_Material_.
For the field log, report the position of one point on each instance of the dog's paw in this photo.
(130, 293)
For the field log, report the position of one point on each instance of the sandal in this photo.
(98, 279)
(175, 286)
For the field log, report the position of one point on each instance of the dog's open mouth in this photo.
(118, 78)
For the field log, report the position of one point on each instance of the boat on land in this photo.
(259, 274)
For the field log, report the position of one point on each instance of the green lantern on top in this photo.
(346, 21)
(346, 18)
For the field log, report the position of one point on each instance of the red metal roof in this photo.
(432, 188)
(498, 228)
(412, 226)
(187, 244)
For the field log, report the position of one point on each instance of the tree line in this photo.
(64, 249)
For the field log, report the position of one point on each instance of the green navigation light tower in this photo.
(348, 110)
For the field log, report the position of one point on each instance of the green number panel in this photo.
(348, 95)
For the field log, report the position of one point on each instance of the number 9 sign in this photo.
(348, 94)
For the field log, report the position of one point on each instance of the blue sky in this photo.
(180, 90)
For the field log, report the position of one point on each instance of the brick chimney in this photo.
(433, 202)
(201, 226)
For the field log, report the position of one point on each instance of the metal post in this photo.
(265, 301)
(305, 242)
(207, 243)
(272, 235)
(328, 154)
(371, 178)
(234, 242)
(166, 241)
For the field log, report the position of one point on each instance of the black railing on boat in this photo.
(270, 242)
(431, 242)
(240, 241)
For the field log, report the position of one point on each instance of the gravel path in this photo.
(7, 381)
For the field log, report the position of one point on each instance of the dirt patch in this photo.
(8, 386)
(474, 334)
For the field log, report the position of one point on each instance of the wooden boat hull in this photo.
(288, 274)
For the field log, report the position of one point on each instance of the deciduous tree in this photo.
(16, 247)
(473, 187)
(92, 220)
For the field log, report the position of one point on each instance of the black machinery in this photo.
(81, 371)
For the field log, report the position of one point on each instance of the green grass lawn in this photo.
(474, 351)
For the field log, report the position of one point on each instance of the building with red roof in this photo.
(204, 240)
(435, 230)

_Exercise goal_.
Write out all of the records above word for word, in their original order.

_Task solution_.
For the field log, report the position of one point on each instance of the dog's paw in this photo.
(130, 293)
For the field log, report the position of one point on each instance of the sandal in this photo.
(98, 279)
(175, 286)
For the field log, report the position of one point on each instance of the dog's open mouth in this photo.
(118, 78)
For the field log, report the position of one point on each instance of the boat on land in this photo.
(259, 274)
For the field log, report the position of one point on each instance of the green lantern on top in this photo.
(346, 21)
(346, 18)
For the field log, report the position of one point on each instance of the red metal roof in this photo.
(432, 188)
(498, 228)
(412, 226)
(187, 244)
For the field log, report the position of one point on each instance of the tree line in this photo.
(64, 249)
For the field log, report the position of one point on each instance of the green navigation light tower in this photo.
(348, 110)
For the field log, report the position of one point on each instance of the green number panel in this photo.
(348, 95)
For the field log, report the position of one point on each instance of the number 9 sign in this photo.
(348, 94)
For the field log, report the position of one point on each instance of the blue sky in this photo.
(180, 90)
For the field log, report the position of one point on each instance of the brick chimney in this photo.
(433, 202)
(201, 226)
For the field log, report the position of one point on each instance of the metal post in this photo.
(265, 301)
(305, 242)
(207, 243)
(272, 235)
(328, 154)
(371, 178)
(234, 242)
(166, 241)
For the field log, report the position of one point on each instance of the black railing on boat in this photo.
(270, 242)
(431, 242)
(240, 241)
For the field log, report the position of one point on each instance of the gravel path in this photo.
(7, 381)
For the field log, report the position of one point on each instance of the dirt patch in this photo.
(8, 386)
(474, 334)
For the field log, report the position of one point on each instance of the wooden boat hull in this photo.
(288, 274)
For the field log, report the position of one point on each instance of the deciduous tree in this photo.
(16, 247)
(473, 187)
(92, 220)
For the field log, report the position of one point on each instance of the black machinery in this photo.
(81, 371)
For the field log, report the position of one point on each instance of the green grass lawn in this photo.
(474, 351)
For the field log, report the position of one point on each instance of the building with red roof in this photo.
(204, 240)
(435, 230)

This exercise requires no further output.